WORK TO DO - Return each line of the records below that contains the word "suit".

--- BEGIN ---

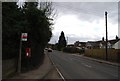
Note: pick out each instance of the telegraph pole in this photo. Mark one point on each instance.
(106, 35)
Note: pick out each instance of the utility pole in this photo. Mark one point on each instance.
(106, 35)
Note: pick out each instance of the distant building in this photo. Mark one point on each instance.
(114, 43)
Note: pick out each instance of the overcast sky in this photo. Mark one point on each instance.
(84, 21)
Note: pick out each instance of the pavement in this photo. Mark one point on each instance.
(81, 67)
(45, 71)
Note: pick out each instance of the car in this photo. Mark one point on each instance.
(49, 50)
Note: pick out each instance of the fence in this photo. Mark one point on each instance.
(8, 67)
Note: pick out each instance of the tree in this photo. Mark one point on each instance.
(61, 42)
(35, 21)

--- END ---
--- BEGIN ---

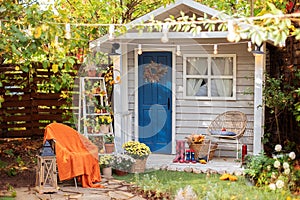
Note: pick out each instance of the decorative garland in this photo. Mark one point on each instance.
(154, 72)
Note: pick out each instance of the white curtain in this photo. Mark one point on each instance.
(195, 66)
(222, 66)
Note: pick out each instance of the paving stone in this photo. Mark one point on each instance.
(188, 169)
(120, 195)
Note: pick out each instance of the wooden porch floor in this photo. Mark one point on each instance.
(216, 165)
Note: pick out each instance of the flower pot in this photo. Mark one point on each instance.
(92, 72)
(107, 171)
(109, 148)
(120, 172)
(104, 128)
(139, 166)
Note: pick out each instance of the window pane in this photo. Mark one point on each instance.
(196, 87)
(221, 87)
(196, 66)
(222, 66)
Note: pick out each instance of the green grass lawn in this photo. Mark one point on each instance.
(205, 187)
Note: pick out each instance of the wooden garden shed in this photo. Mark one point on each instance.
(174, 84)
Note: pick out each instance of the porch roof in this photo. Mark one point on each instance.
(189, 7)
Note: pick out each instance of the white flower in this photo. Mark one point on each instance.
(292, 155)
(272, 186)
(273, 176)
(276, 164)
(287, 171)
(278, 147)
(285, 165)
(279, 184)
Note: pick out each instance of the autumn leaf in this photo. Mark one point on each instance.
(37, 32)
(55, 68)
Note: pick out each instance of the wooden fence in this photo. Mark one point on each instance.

--- END ---
--- BEGIN ---

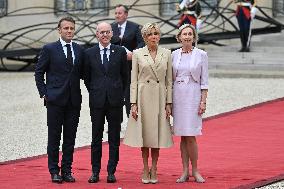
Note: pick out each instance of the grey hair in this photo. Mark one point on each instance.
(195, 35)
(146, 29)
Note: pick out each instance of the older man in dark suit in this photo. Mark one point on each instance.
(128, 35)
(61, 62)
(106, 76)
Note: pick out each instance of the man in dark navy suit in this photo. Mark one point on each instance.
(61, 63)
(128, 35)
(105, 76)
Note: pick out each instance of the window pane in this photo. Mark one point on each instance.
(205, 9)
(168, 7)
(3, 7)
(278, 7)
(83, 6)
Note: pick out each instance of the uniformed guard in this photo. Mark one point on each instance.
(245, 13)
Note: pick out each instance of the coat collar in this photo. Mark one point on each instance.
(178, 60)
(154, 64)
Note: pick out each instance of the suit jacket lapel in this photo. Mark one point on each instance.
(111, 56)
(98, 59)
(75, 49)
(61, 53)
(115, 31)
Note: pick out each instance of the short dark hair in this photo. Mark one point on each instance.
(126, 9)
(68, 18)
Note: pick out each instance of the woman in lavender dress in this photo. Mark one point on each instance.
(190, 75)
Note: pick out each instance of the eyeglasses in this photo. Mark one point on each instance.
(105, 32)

--- END ---

COMPLETED EXERCISE -
Note: pick out each instance of the older man in dark suit in this photo. Mark one point on each instance.
Note: pick out each instance of the man in dark navy suit in this photo. Mark one point on each instance.
Note: pick out each instance of the suit jacket lapel in this photo. Mark one point on each instance.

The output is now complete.